[DATASET EXCERPTS]:

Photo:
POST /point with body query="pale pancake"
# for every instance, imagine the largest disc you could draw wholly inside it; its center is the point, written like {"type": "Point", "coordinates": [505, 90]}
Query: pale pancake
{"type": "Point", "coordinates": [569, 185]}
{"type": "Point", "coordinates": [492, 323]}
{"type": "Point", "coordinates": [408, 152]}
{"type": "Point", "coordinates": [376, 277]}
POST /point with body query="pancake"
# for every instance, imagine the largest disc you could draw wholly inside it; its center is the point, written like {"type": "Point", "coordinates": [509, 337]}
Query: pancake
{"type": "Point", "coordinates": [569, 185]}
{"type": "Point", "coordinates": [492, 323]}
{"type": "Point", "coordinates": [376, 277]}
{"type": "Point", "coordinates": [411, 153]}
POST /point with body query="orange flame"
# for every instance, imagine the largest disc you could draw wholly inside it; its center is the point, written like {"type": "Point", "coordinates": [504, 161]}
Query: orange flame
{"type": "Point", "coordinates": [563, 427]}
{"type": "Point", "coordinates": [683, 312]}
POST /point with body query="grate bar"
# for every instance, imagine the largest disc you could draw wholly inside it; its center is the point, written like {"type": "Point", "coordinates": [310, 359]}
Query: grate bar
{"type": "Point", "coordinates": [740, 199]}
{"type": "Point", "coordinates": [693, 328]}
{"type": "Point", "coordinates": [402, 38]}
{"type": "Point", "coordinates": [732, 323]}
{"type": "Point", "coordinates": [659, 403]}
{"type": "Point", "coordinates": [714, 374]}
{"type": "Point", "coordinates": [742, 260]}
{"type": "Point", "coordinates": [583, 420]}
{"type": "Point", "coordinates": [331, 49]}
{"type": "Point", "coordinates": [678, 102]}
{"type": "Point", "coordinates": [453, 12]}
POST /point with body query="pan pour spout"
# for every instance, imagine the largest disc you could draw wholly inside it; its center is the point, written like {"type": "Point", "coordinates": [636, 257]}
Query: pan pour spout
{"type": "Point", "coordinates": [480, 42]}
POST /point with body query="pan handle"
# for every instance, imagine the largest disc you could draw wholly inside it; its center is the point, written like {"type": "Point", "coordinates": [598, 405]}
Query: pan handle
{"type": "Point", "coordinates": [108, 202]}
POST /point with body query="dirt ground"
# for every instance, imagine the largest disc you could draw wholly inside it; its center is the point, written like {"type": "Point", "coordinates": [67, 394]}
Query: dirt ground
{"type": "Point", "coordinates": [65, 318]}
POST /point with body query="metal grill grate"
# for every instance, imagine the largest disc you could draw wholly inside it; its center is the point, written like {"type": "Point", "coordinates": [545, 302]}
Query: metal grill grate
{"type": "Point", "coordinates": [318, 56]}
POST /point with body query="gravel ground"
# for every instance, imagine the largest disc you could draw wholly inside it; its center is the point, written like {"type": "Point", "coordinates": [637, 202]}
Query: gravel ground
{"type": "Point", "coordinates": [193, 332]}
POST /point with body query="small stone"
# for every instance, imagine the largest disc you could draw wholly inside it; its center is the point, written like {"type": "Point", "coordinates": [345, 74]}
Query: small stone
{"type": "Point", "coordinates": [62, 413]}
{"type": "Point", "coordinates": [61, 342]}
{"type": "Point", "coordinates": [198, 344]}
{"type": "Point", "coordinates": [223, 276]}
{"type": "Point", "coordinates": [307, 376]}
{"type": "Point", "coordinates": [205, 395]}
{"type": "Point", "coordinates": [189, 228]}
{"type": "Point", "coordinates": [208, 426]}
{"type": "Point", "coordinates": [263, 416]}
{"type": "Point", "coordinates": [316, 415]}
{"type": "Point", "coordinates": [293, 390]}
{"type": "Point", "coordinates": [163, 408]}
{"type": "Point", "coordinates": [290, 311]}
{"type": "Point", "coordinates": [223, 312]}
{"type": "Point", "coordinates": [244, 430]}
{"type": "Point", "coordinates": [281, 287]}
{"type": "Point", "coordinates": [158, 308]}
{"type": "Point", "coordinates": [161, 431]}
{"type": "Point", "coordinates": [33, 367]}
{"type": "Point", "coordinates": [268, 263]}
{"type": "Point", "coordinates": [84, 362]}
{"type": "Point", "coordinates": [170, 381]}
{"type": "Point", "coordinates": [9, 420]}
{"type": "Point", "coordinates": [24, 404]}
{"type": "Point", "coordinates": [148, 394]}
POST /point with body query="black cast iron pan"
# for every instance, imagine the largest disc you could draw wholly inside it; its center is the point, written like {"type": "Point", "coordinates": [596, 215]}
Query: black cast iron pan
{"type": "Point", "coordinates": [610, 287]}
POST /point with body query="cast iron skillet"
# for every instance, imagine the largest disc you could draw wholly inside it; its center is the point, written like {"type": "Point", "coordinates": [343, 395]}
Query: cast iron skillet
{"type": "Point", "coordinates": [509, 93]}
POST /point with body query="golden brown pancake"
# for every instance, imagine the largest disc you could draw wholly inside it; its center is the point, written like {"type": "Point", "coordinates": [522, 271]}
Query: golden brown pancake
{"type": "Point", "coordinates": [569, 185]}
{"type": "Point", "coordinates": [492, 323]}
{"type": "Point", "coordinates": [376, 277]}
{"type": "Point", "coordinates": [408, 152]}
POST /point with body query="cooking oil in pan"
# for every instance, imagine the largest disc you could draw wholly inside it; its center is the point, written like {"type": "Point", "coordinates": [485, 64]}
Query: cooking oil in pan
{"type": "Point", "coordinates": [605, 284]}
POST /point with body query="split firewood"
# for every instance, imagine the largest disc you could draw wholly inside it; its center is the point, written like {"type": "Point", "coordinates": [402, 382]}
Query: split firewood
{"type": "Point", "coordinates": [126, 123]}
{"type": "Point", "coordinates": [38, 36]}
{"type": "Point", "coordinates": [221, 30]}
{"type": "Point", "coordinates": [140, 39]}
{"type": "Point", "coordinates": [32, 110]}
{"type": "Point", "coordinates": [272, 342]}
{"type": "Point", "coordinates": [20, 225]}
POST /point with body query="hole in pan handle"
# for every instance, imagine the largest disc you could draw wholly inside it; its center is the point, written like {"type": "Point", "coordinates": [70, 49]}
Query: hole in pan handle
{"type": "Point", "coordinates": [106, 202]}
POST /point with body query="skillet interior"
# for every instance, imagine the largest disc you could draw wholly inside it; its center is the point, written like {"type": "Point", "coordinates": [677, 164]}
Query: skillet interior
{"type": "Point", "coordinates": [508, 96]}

[TRY IT]: Every line above should be printed again exactly as it stands.

[EXERCISE RESULT]:
Photo:
POST /point with body query="pale pancake"
# for every instance, imagine the largest disc you could draw wholly inside it; its center is the point, written like {"type": "Point", "coordinates": [505, 90]}
Query: pale pancake
{"type": "Point", "coordinates": [569, 185]}
{"type": "Point", "coordinates": [492, 323]}
{"type": "Point", "coordinates": [408, 152]}
{"type": "Point", "coordinates": [376, 277]}
POST /point with body query="pancake"
# for every instance, imagine the largest disc you could draw wholly inside it; its center is the point, written like {"type": "Point", "coordinates": [509, 337]}
Query: pancake
{"type": "Point", "coordinates": [569, 185]}
{"type": "Point", "coordinates": [492, 323]}
{"type": "Point", "coordinates": [376, 277]}
{"type": "Point", "coordinates": [411, 153]}
POST /point with body query="orange flame"
# for every instance, imagine the largest disc you could draw wholly inside it; its center is the point, written like {"type": "Point", "coordinates": [504, 161]}
Query: orange flame
{"type": "Point", "coordinates": [563, 427]}
{"type": "Point", "coordinates": [683, 312]}
POST /point with body query="grate bar"
# for every instance, imagine the largest disc you could draw wholly inside it; its center is the point, written like {"type": "Point", "coordinates": [310, 359]}
Query: grate bar
{"type": "Point", "coordinates": [740, 199]}
{"type": "Point", "coordinates": [693, 328]}
{"type": "Point", "coordinates": [402, 38]}
{"type": "Point", "coordinates": [732, 323]}
{"type": "Point", "coordinates": [659, 403]}
{"type": "Point", "coordinates": [714, 374]}
{"type": "Point", "coordinates": [742, 260]}
{"type": "Point", "coordinates": [583, 420]}
{"type": "Point", "coordinates": [331, 49]}
{"type": "Point", "coordinates": [678, 102]}
{"type": "Point", "coordinates": [453, 12]}
POST /point with body query="pan pour spout"
# for every instance, imagine the largest disc you could draw wholly inside it; its center is the point, written like {"type": "Point", "coordinates": [636, 257]}
Query: pan pour spout
{"type": "Point", "coordinates": [480, 42]}
POST /point with body query="pan handle"
# for every instance, imagine the largest disc you could draw wholly inside it; its center is the point, written like {"type": "Point", "coordinates": [598, 405]}
Query: pan handle
{"type": "Point", "coordinates": [108, 202]}
POST /point with body query="dirt ground"
# for every instance, imagine the largest disc you could draw wholly inside it; its center is the point, written like {"type": "Point", "coordinates": [67, 394]}
Query: dirt ground
{"type": "Point", "coordinates": [65, 318]}
POST /point with body query="metal grill grate"
# for every instance, imagine the largest disc you could draw wholly inside it; its center is the point, written like {"type": "Point", "coordinates": [545, 302]}
Query: metal grill grate
{"type": "Point", "coordinates": [318, 56]}
POST /point with body query="gravel ground"
# for every instance, imagine the largest disc you could draw wholly inside it; its center is the point, written like {"type": "Point", "coordinates": [637, 202]}
Query: gravel ground
{"type": "Point", "coordinates": [193, 332]}
POST /point with body query="small stone"
# for every instance, imagine the largest disc you could draw wholly inside it; its center is the point, written like {"type": "Point", "coordinates": [345, 74]}
Query: small stone
{"type": "Point", "coordinates": [62, 413]}
{"type": "Point", "coordinates": [61, 342]}
{"type": "Point", "coordinates": [198, 344]}
{"type": "Point", "coordinates": [223, 276]}
{"type": "Point", "coordinates": [307, 376]}
{"type": "Point", "coordinates": [205, 395]}
{"type": "Point", "coordinates": [189, 228]}
{"type": "Point", "coordinates": [208, 426]}
{"type": "Point", "coordinates": [263, 416]}
{"type": "Point", "coordinates": [316, 415]}
{"type": "Point", "coordinates": [293, 390]}
{"type": "Point", "coordinates": [163, 408]}
{"type": "Point", "coordinates": [290, 311]}
{"type": "Point", "coordinates": [223, 312]}
{"type": "Point", "coordinates": [244, 430]}
{"type": "Point", "coordinates": [281, 287]}
{"type": "Point", "coordinates": [158, 308]}
{"type": "Point", "coordinates": [161, 431]}
{"type": "Point", "coordinates": [33, 367]}
{"type": "Point", "coordinates": [268, 263]}
{"type": "Point", "coordinates": [84, 362]}
{"type": "Point", "coordinates": [170, 381]}
{"type": "Point", "coordinates": [9, 420]}
{"type": "Point", "coordinates": [24, 404]}
{"type": "Point", "coordinates": [148, 394]}
POST /point with body query="black cast iron pan"
# for every instance, imagine the largest disc you could draw wholly inside it; its center is the point, written like {"type": "Point", "coordinates": [596, 215]}
Query: black cast iron pan
{"type": "Point", "coordinates": [610, 287]}
POST /point with body query="cast iron skillet"
# for every instance, imagine the largest disc you could draw wholly inside it; its center is the point, written like {"type": "Point", "coordinates": [343, 395]}
Query: cast iron skillet
{"type": "Point", "coordinates": [509, 93]}
POST /point with body query="golden brown pancake"
# for every instance, imagine the largest disc you could draw wholly inside it; its center is the point, written like {"type": "Point", "coordinates": [522, 271]}
Query: golden brown pancake
{"type": "Point", "coordinates": [569, 185]}
{"type": "Point", "coordinates": [492, 323]}
{"type": "Point", "coordinates": [376, 277]}
{"type": "Point", "coordinates": [408, 152]}
POST /point with body query="cooking oil in pan"
# for every instance, imagine the largest disc you could draw wholly inside it; its center is the point, written like {"type": "Point", "coordinates": [485, 64]}
Query: cooking oil in pan
{"type": "Point", "coordinates": [605, 284]}
POST /point with body query="split firewood"
# for every instance, imagine the largest disc you could draw wholly inside it; its center is the point, written like {"type": "Point", "coordinates": [402, 382]}
Query: split firewood
{"type": "Point", "coordinates": [126, 123]}
{"type": "Point", "coordinates": [38, 36]}
{"type": "Point", "coordinates": [221, 30]}
{"type": "Point", "coordinates": [140, 39]}
{"type": "Point", "coordinates": [32, 110]}
{"type": "Point", "coordinates": [272, 342]}
{"type": "Point", "coordinates": [20, 225]}
POST /point with body query="hole in pan handle"
# for every instance, imagine the largest disc you could draw wholly inside it; its center is the point, written like {"type": "Point", "coordinates": [70, 49]}
Query: hole in pan handle
{"type": "Point", "coordinates": [106, 202]}
POST /point with body query="skillet interior"
# for every instance, imagine the largest disc you could draw wholly inside it; its center is the point, written like {"type": "Point", "coordinates": [677, 164]}
Query: skillet interior
{"type": "Point", "coordinates": [508, 96]}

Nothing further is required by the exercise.